Required action: Output the entries in full and verbatim, pictures omitted.

[Task input — start]

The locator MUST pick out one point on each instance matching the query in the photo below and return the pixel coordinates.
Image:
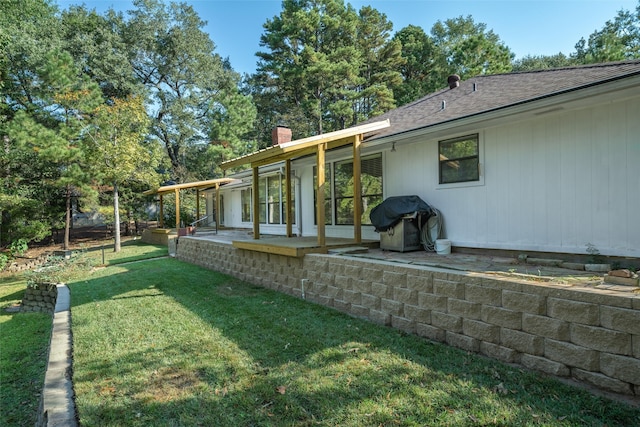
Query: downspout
(298, 190)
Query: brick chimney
(280, 135)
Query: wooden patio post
(288, 199)
(177, 193)
(197, 204)
(357, 190)
(320, 190)
(161, 218)
(256, 203)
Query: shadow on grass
(233, 354)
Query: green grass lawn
(24, 344)
(24, 337)
(165, 343)
(131, 250)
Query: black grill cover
(391, 210)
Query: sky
(527, 27)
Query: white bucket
(443, 246)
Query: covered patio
(287, 152)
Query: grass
(131, 250)
(24, 337)
(24, 343)
(166, 343)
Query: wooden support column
(161, 218)
(197, 205)
(256, 203)
(288, 199)
(320, 191)
(217, 206)
(357, 190)
(177, 192)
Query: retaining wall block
(602, 381)
(483, 295)
(499, 352)
(430, 332)
(462, 341)
(395, 308)
(601, 339)
(342, 305)
(352, 297)
(445, 321)
(406, 296)
(418, 314)
(448, 288)
(481, 330)
(572, 355)
(501, 317)
(621, 367)
(380, 317)
(360, 311)
(547, 366)
(522, 341)
(394, 279)
(361, 285)
(469, 310)
(432, 302)
(343, 282)
(545, 327)
(371, 301)
(381, 290)
(372, 274)
(620, 319)
(573, 311)
(523, 302)
(421, 283)
(403, 324)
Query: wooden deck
(299, 246)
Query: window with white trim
(459, 159)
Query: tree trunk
(67, 220)
(116, 219)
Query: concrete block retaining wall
(590, 335)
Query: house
(541, 161)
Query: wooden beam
(197, 204)
(217, 206)
(256, 203)
(301, 147)
(288, 198)
(161, 219)
(320, 159)
(177, 193)
(357, 190)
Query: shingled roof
(483, 94)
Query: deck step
(349, 250)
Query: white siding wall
(553, 183)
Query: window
(459, 159)
(245, 196)
(271, 200)
(342, 185)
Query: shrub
(18, 247)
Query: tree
(325, 67)
(174, 59)
(118, 150)
(54, 123)
(542, 62)
(618, 40)
(379, 71)
(417, 51)
(468, 49)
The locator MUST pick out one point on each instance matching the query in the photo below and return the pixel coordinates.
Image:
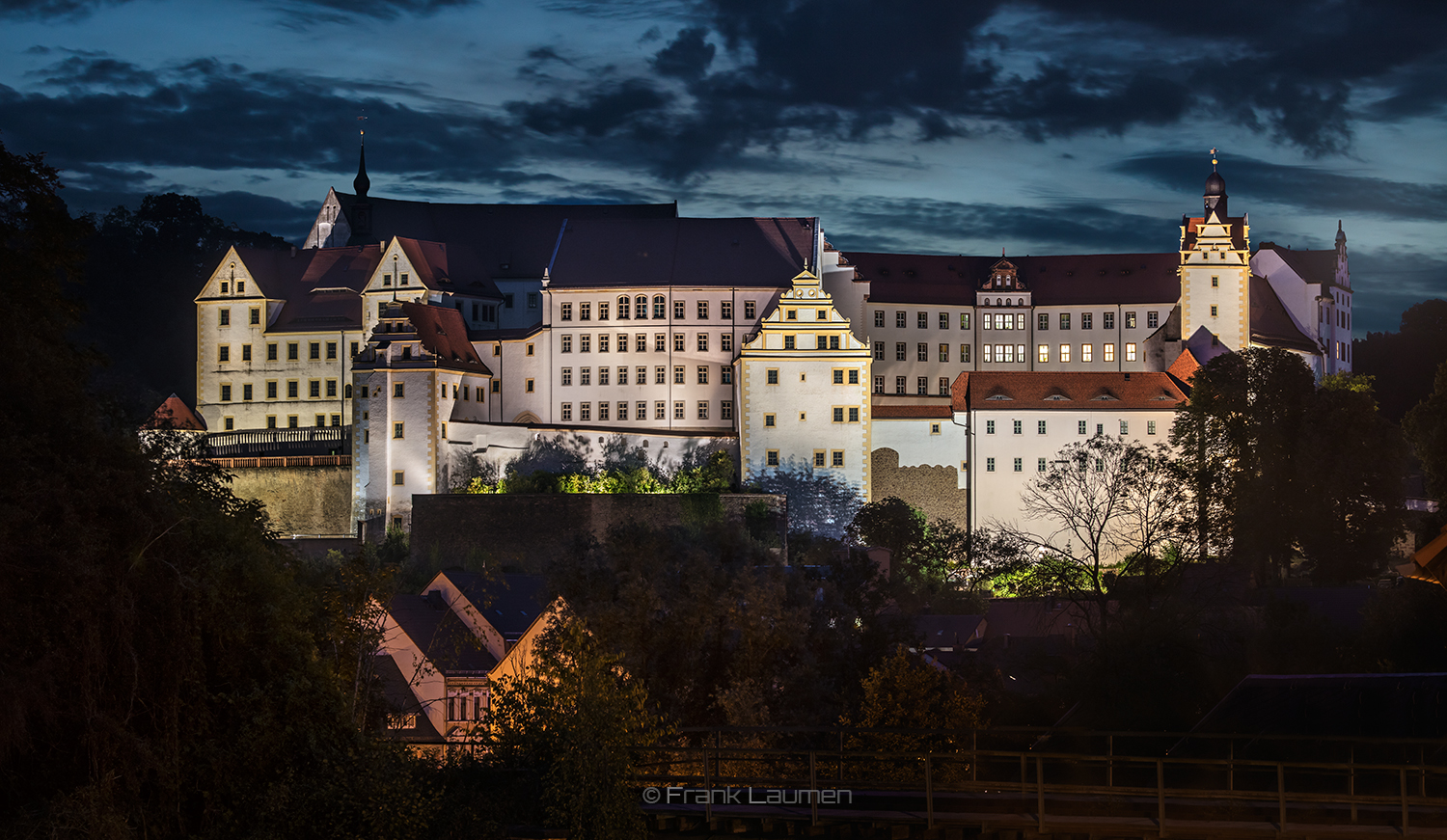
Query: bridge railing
(1071, 778)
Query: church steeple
(1215, 191)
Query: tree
(573, 718)
(1426, 428)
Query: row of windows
(225, 315)
(640, 343)
(660, 375)
(821, 458)
(223, 352)
(315, 390)
(637, 309)
(640, 411)
(1018, 426)
(839, 414)
(1016, 320)
(292, 420)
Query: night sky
(1061, 126)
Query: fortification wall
(300, 499)
(527, 529)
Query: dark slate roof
(1064, 391)
(1270, 323)
(509, 240)
(174, 414)
(446, 640)
(509, 605)
(1053, 281)
(443, 333)
(683, 252)
(1314, 266)
(1334, 704)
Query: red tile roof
(1064, 391)
(1071, 280)
(443, 333)
(174, 414)
(1270, 324)
(683, 252)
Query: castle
(448, 336)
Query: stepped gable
(1270, 323)
(1064, 391)
(1053, 281)
(686, 252)
(1314, 266)
(509, 240)
(174, 414)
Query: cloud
(1305, 187)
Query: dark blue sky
(938, 126)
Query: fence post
(929, 794)
(1160, 797)
(813, 790)
(1039, 793)
(1403, 771)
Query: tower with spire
(1215, 268)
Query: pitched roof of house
(443, 333)
(436, 631)
(1270, 323)
(174, 414)
(509, 240)
(682, 252)
(509, 605)
(1064, 391)
(1053, 281)
(1313, 266)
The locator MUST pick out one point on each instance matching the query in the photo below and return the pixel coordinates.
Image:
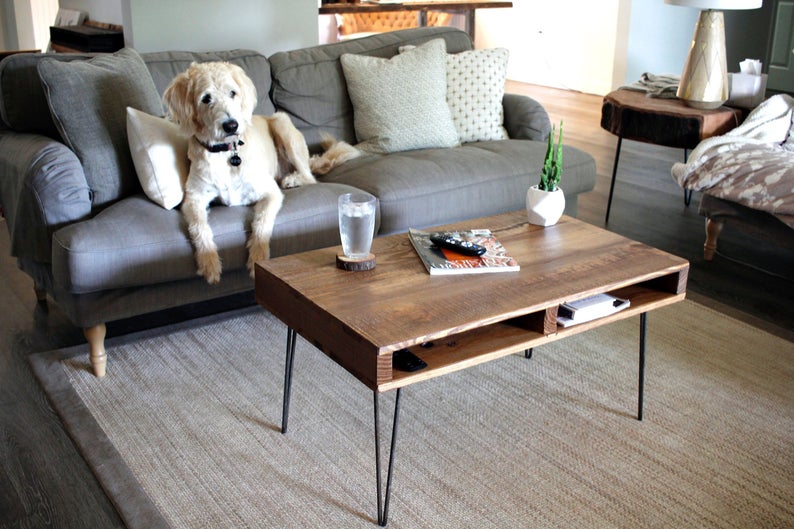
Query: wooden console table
(630, 114)
(449, 6)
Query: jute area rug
(184, 431)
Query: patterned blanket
(752, 165)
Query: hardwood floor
(44, 481)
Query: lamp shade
(719, 5)
(704, 81)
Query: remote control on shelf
(445, 240)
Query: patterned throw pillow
(400, 104)
(475, 88)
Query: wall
(597, 46)
(208, 25)
(659, 38)
(570, 44)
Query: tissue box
(746, 90)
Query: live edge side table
(632, 115)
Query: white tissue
(750, 66)
(747, 88)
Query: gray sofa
(92, 241)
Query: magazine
(440, 261)
(588, 309)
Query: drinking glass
(356, 223)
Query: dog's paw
(209, 267)
(290, 181)
(257, 251)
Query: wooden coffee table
(360, 318)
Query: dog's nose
(230, 126)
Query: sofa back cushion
(23, 104)
(88, 101)
(309, 83)
(166, 65)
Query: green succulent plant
(552, 165)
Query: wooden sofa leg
(713, 230)
(96, 343)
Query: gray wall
(659, 37)
(208, 25)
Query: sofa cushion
(435, 186)
(400, 104)
(88, 101)
(135, 242)
(159, 152)
(23, 105)
(166, 65)
(309, 83)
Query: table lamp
(704, 81)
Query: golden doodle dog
(238, 158)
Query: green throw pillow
(88, 101)
(400, 104)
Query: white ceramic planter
(544, 208)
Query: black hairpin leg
(687, 192)
(643, 325)
(383, 503)
(290, 358)
(614, 175)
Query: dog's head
(211, 100)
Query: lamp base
(704, 82)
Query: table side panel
(322, 330)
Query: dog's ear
(176, 100)
(248, 90)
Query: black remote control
(405, 360)
(445, 240)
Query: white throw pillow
(159, 152)
(475, 88)
(400, 104)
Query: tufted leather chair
(355, 25)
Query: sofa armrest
(525, 118)
(42, 188)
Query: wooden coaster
(355, 265)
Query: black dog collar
(234, 159)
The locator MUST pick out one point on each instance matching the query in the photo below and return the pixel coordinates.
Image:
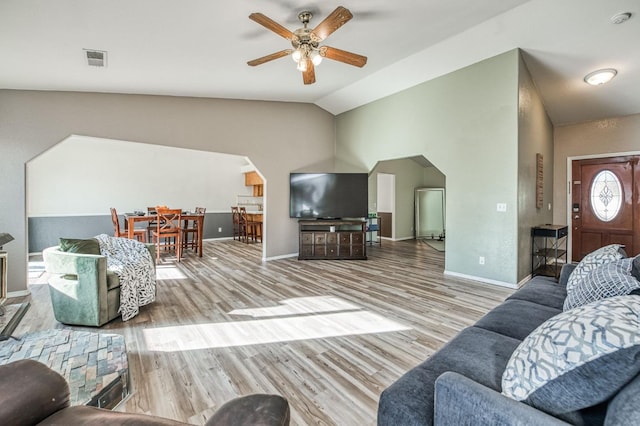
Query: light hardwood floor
(328, 335)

[Task input — finish]

Completed task:
The locator MUST pick out one point on each instance matching the query in the photo below and return the pixel coordinates.
Image:
Query: downspout
(298, 190)
Query: brick chimney
(280, 135)
Query: wooden patio post
(288, 199)
(177, 193)
(197, 204)
(357, 190)
(320, 190)
(161, 218)
(256, 203)
Query: shadow on grass
(233, 354)
Query: green grass lawn
(24, 344)
(24, 337)
(165, 343)
(131, 250)
Query: black grill cover
(391, 210)
Query: sky
(527, 27)
Query: white bucket
(443, 246)
Query: covered patio
(287, 152)
Query: grass
(131, 250)
(24, 337)
(24, 343)
(166, 343)
Query: wooden support column
(161, 218)
(197, 205)
(256, 203)
(288, 199)
(320, 191)
(217, 206)
(357, 190)
(177, 192)
Query: retaining wall block
(602, 381)
(483, 295)
(499, 352)
(430, 332)
(462, 341)
(395, 308)
(601, 339)
(342, 305)
(352, 297)
(445, 321)
(406, 296)
(418, 314)
(448, 288)
(481, 330)
(572, 355)
(501, 317)
(621, 367)
(380, 317)
(360, 311)
(547, 366)
(522, 341)
(394, 279)
(361, 285)
(469, 310)
(432, 302)
(343, 282)
(545, 327)
(371, 301)
(381, 290)
(372, 274)
(620, 319)
(573, 311)
(523, 302)
(421, 283)
(403, 324)
Query: wooden deck
(299, 246)
Query: window with white trim
(459, 159)
Query: tree trunk
(67, 220)
(116, 219)
Query: concrete block retaining wall
(590, 335)
Query: house
(541, 161)
Query: wooden beam
(197, 204)
(217, 206)
(256, 203)
(301, 147)
(288, 198)
(161, 219)
(320, 159)
(177, 193)
(357, 190)
Query: shingled roof
(483, 94)
Query: deck step
(349, 250)
Query: white siding wall
(553, 183)
Query: window
(459, 159)
(245, 196)
(271, 200)
(342, 185)
Query: shrub
(18, 247)
Query: tree
(325, 67)
(174, 59)
(118, 150)
(54, 123)
(542, 62)
(618, 40)
(379, 71)
(417, 51)
(468, 49)
The locator MUST pick out one point on each instance matching the query in the photo below and return the pixel coordinates.
Image:
Query: bridge railing
(1071, 778)
Query: church steeple
(1215, 191)
Query: tree
(573, 718)
(1426, 428)
Query: row of windows
(225, 315)
(640, 343)
(660, 375)
(821, 458)
(223, 352)
(315, 390)
(637, 309)
(640, 411)
(1018, 426)
(839, 414)
(1016, 320)
(292, 420)
Query: night sky
(1061, 126)
Query: fortification wall
(300, 499)
(527, 529)
Query: dark slate roof
(1064, 391)
(1270, 323)
(509, 240)
(174, 414)
(446, 640)
(509, 605)
(1053, 281)
(443, 333)
(683, 252)
(1314, 266)
(1334, 704)
Query: red tile roof
(1064, 391)
(1071, 280)
(443, 333)
(174, 414)
(1270, 324)
(683, 252)
Query: castle
(448, 336)
Query: stepped gable
(1270, 323)
(1064, 391)
(1053, 281)
(686, 252)
(1314, 266)
(509, 240)
(174, 414)
Query: cloud
(1305, 187)
Query: dark blue sky
(938, 126)
Query: fence post
(929, 794)
(1160, 797)
(813, 790)
(1039, 793)
(1403, 771)
Query: tower with spire
(1215, 268)
Query: pitched roof of house
(443, 333)
(436, 631)
(1270, 323)
(174, 414)
(509, 240)
(682, 252)
(509, 605)
(1064, 391)
(1053, 281)
(1313, 266)
The locator MUST pick out one point on each instance matching the query in the photo below and return the pixel coordinates.
Image:
Query: wooden console table
(630, 114)
(449, 6)
Query: jute area rug
(184, 431)
Query: patterned blanket
(752, 165)
Query: hardwood floor
(44, 481)
Query: lamp shade
(719, 5)
(704, 81)
Query: remote control on shelf
(445, 240)
Query: patterned throw pillow
(400, 104)
(475, 88)
Query: wall
(597, 46)
(208, 25)
(659, 38)
(570, 44)
Query: tissue box
(746, 90)
Query: live edge side table
(632, 115)
Query: white tissue
(750, 66)
(747, 88)
Query: gray sofa
(92, 241)
Query: magazine
(440, 261)
(588, 309)
Query: drinking glass
(356, 223)
Query: dog's paw
(209, 267)
(290, 181)
(257, 251)
Query: wooden coffee table
(360, 318)
Query: dog's nose
(230, 126)
Query: sofa back cushion
(23, 104)
(88, 101)
(309, 83)
(166, 65)
Query: green succulent plant
(552, 165)
Query: wooden sofa leg
(713, 230)
(96, 343)
Query: gray wall
(659, 37)
(208, 25)
Query: sofa cushion
(435, 186)
(400, 104)
(88, 101)
(135, 242)
(159, 152)
(23, 105)
(166, 65)
(309, 83)
Query: table lamp
(704, 81)
Query: golden doodle dog
(238, 158)
Query: green throw pillow
(88, 101)
(400, 104)
Query: white ceramic planter
(544, 208)
Query: black hairpin leg
(687, 192)
(643, 325)
(383, 503)
(290, 358)
(614, 175)
Query: dog's head
(211, 100)
Query: lamp base
(704, 82)
Query: table side panel
(322, 330)
Query: dog's ear
(176, 100)
(248, 90)
Query: black remote control
(405, 360)
(445, 240)
Query: white throw pillow
(159, 152)
(475, 88)
(400, 104)
Query: tufted leather chair
(355, 25)
Query: sofa armrest
(525, 118)
(42, 188)
Query: wooden coaster
(355, 265)
Query: black dog collar
(234, 159)
The locator MUST pick out one point on each instance matching the query in the photo below and return the pixel coordinates.
Image:
Query: light hardwood floor
(328, 335)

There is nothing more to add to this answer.